### Supplied information
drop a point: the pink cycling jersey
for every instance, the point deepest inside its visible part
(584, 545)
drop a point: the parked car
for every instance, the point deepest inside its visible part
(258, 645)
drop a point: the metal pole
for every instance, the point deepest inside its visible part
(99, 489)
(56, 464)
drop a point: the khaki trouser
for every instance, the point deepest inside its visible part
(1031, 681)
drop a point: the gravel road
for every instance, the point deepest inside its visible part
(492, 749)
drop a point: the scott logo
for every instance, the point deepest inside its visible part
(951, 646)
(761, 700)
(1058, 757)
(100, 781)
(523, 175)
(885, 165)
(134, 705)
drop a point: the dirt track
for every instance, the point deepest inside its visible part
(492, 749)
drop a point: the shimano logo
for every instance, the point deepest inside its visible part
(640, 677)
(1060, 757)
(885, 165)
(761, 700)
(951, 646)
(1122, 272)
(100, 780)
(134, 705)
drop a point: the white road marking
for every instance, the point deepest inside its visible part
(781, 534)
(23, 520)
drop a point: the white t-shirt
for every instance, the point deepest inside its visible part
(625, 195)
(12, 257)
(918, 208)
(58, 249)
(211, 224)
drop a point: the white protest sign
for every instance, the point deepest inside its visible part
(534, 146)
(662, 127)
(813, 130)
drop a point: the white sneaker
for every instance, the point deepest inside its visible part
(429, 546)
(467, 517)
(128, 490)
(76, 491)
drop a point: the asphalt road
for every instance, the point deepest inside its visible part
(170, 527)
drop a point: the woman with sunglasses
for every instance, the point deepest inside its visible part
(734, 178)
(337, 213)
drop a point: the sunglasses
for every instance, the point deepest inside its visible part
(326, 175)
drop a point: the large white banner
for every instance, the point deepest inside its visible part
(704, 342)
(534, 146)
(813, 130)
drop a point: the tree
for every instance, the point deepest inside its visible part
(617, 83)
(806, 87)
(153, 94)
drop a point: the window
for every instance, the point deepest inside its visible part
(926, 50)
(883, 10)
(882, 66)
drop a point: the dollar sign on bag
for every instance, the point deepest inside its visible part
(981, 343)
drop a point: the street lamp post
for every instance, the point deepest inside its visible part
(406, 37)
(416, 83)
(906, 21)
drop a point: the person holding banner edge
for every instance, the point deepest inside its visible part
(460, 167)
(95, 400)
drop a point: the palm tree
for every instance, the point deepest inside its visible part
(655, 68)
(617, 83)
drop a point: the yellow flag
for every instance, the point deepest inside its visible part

### Work request
All lines with the word "road" are needed; pull them from the entries and copy each.

### Exercise result
drop a point: the gravel road
drop a point: the white road marking
drop a point: the asphalt road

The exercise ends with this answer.